What is required - Whatever the records below say, write them all out exactly.

[Data extracted from a collection]

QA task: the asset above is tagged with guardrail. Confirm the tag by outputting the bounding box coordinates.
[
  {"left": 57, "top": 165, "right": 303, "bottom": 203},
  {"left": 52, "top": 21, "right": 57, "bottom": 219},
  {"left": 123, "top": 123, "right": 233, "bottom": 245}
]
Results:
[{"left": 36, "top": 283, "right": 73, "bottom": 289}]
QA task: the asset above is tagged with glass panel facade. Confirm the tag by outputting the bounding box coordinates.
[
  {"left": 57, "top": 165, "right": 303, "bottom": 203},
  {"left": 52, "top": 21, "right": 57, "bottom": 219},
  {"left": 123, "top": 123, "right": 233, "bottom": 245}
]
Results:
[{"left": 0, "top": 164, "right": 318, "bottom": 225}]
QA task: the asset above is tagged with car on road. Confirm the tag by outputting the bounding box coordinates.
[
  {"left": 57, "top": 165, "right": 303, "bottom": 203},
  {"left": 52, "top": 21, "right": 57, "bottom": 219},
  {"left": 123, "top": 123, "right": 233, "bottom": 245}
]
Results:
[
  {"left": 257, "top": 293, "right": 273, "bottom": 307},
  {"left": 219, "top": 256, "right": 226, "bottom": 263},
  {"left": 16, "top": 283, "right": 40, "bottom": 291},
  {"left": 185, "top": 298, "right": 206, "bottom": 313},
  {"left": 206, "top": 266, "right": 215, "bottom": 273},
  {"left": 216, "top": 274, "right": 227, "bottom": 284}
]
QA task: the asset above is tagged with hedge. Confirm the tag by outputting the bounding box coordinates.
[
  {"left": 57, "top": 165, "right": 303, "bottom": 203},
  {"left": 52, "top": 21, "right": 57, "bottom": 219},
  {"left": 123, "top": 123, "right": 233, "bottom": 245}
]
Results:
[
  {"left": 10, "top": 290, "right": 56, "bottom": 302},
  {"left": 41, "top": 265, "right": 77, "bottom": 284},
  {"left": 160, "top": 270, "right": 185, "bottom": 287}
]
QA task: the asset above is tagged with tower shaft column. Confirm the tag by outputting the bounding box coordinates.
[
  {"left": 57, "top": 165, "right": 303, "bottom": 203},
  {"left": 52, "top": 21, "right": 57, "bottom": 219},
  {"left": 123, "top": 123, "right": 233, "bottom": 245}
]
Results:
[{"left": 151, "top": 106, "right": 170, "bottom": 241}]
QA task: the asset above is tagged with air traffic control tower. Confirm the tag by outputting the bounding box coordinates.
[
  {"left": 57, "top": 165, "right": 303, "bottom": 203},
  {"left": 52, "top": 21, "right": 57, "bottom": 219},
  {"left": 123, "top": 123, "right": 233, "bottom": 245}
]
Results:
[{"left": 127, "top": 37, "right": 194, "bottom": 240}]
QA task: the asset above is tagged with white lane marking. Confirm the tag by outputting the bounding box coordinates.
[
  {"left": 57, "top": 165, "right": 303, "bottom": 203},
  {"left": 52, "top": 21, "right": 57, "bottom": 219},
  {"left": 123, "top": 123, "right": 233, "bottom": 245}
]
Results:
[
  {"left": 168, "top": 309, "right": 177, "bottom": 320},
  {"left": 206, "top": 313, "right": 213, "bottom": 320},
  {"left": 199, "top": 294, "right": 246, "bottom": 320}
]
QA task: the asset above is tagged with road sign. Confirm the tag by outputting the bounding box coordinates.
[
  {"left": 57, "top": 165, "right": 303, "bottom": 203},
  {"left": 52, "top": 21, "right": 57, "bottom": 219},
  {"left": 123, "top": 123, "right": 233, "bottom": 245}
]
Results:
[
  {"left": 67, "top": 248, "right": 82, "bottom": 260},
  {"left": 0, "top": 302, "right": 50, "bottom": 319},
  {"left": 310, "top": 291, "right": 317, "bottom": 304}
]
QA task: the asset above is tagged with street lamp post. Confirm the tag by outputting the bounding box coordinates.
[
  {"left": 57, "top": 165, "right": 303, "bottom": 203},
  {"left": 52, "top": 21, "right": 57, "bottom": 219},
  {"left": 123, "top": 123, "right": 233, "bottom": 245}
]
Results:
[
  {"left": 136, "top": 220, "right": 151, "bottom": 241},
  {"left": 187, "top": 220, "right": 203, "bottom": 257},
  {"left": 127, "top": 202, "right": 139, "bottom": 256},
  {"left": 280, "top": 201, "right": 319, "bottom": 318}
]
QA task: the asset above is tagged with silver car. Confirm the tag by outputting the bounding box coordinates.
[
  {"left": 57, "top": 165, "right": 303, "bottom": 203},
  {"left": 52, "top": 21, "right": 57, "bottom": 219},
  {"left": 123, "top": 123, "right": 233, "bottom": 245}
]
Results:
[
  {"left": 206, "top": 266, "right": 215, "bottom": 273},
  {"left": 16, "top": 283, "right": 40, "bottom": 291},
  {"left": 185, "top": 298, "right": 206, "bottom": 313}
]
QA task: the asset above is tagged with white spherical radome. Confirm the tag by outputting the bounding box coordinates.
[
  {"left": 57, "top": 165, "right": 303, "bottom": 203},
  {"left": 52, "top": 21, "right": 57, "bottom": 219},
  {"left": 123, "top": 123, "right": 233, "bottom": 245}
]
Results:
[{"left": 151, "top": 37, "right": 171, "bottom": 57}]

Written reply -
QA task: the asset above is tagged with guardrail. Confirm the tag by outputting the bounding box coordinates.
[
  {"left": 57, "top": 165, "right": 303, "bottom": 203},
  {"left": 52, "top": 21, "right": 57, "bottom": 219},
  {"left": 123, "top": 123, "right": 233, "bottom": 245}
]
Results:
[{"left": 36, "top": 283, "right": 73, "bottom": 289}]
QA task: the asset above is tagged with glass panel facade. Confirm the tag by outputting the bounding box coordinates.
[
  {"left": 57, "top": 165, "right": 303, "bottom": 203},
  {"left": 52, "top": 21, "right": 57, "bottom": 219},
  {"left": 123, "top": 123, "right": 233, "bottom": 245}
]
Results:
[{"left": 0, "top": 164, "right": 318, "bottom": 225}]
QA task: the asset above is tagged with car on road. Confirm the tag by outputting the bounding box coordinates.
[
  {"left": 57, "top": 165, "right": 303, "bottom": 203},
  {"left": 52, "top": 21, "right": 57, "bottom": 219},
  {"left": 123, "top": 123, "right": 233, "bottom": 245}
]
Results:
[
  {"left": 257, "top": 293, "right": 273, "bottom": 307},
  {"left": 219, "top": 256, "right": 226, "bottom": 263},
  {"left": 16, "top": 283, "right": 40, "bottom": 291},
  {"left": 185, "top": 298, "right": 206, "bottom": 313},
  {"left": 206, "top": 266, "right": 215, "bottom": 273},
  {"left": 216, "top": 274, "right": 227, "bottom": 284}
]
QA task: the asset above is tagged with hedge. Confirm the tag by outputting the bounding box coordinates.
[
  {"left": 57, "top": 165, "right": 303, "bottom": 203},
  {"left": 52, "top": 21, "right": 57, "bottom": 219},
  {"left": 123, "top": 123, "right": 233, "bottom": 245}
]
Results:
[
  {"left": 10, "top": 290, "right": 56, "bottom": 302},
  {"left": 41, "top": 265, "right": 77, "bottom": 284},
  {"left": 160, "top": 270, "right": 185, "bottom": 287}
]
QA task: the asset above is tagged with tower shaft column. Confirm the tag by outputting the bounding box coordinates.
[
  {"left": 57, "top": 165, "right": 303, "bottom": 203},
  {"left": 52, "top": 21, "right": 57, "bottom": 219},
  {"left": 123, "top": 123, "right": 233, "bottom": 245}
]
Results:
[{"left": 151, "top": 106, "right": 170, "bottom": 241}]
QA task: the asset above is tagged with air traffic control tower. Confirm the tag by outputting the bounding box coordinates.
[
  {"left": 57, "top": 165, "right": 303, "bottom": 203},
  {"left": 52, "top": 21, "right": 57, "bottom": 219},
  {"left": 123, "top": 123, "right": 233, "bottom": 245}
]
Results:
[{"left": 127, "top": 37, "right": 194, "bottom": 240}]
QA task: the asset above is tagged with white lane marking. Confirm the tag by outputting the bounding box coordinates.
[
  {"left": 57, "top": 165, "right": 303, "bottom": 203},
  {"left": 52, "top": 21, "right": 57, "bottom": 219},
  {"left": 123, "top": 123, "right": 233, "bottom": 245}
]
Results:
[
  {"left": 168, "top": 309, "right": 177, "bottom": 320},
  {"left": 206, "top": 313, "right": 213, "bottom": 320},
  {"left": 199, "top": 294, "right": 246, "bottom": 320}
]
QA task: the asset above is tagged with road sign. Confirm the tag by outputting the bounding box coordinates.
[
  {"left": 57, "top": 165, "right": 303, "bottom": 203},
  {"left": 52, "top": 21, "right": 57, "bottom": 219},
  {"left": 123, "top": 123, "right": 233, "bottom": 245}
]
Results:
[
  {"left": 67, "top": 248, "right": 82, "bottom": 260},
  {"left": 0, "top": 302, "right": 50, "bottom": 319},
  {"left": 310, "top": 291, "right": 317, "bottom": 304}
]
QA task: the asset above is tagged with street lamp post. Confirm the tag by outputting the bounding box coordinates.
[
  {"left": 57, "top": 165, "right": 303, "bottom": 203},
  {"left": 52, "top": 21, "right": 57, "bottom": 219},
  {"left": 123, "top": 123, "right": 233, "bottom": 245}
]
Results:
[
  {"left": 136, "top": 220, "right": 151, "bottom": 241},
  {"left": 187, "top": 220, "right": 203, "bottom": 257},
  {"left": 127, "top": 202, "right": 139, "bottom": 256},
  {"left": 280, "top": 201, "right": 319, "bottom": 318}
]
QA task: the asset above is tagged with silver car. Confirm the tag by outputting the bounding box coordinates.
[
  {"left": 57, "top": 165, "right": 303, "bottom": 203},
  {"left": 52, "top": 21, "right": 57, "bottom": 219},
  {"left": 123, "top": 123, "right": 233, "bottom": 245}
]
Results:
[
  {"left": 206, "top": 266, "right": 215, "bottom": 273},
  {"left": 16, "top": 283, "right": 40, "bottom": 291},
  {"left": 185, "top": 298, "right": 206, "bottom": 313}
]
QA task: the asset above is tagged with white spherical radome. Confirm the tag by outputting the bounding box coordinates.
[
  {"left": 57, "top": 165, "right": 303, "bottom": 203},
  {"left": 52, "top": 21, "right": 57, "bottom": 219},
  {"left": 123, "top": 123, "right": 233, "bottom": 245}
]
Results:
[{"left": 151, "top": 37, "right": 171, "bottom": 57}]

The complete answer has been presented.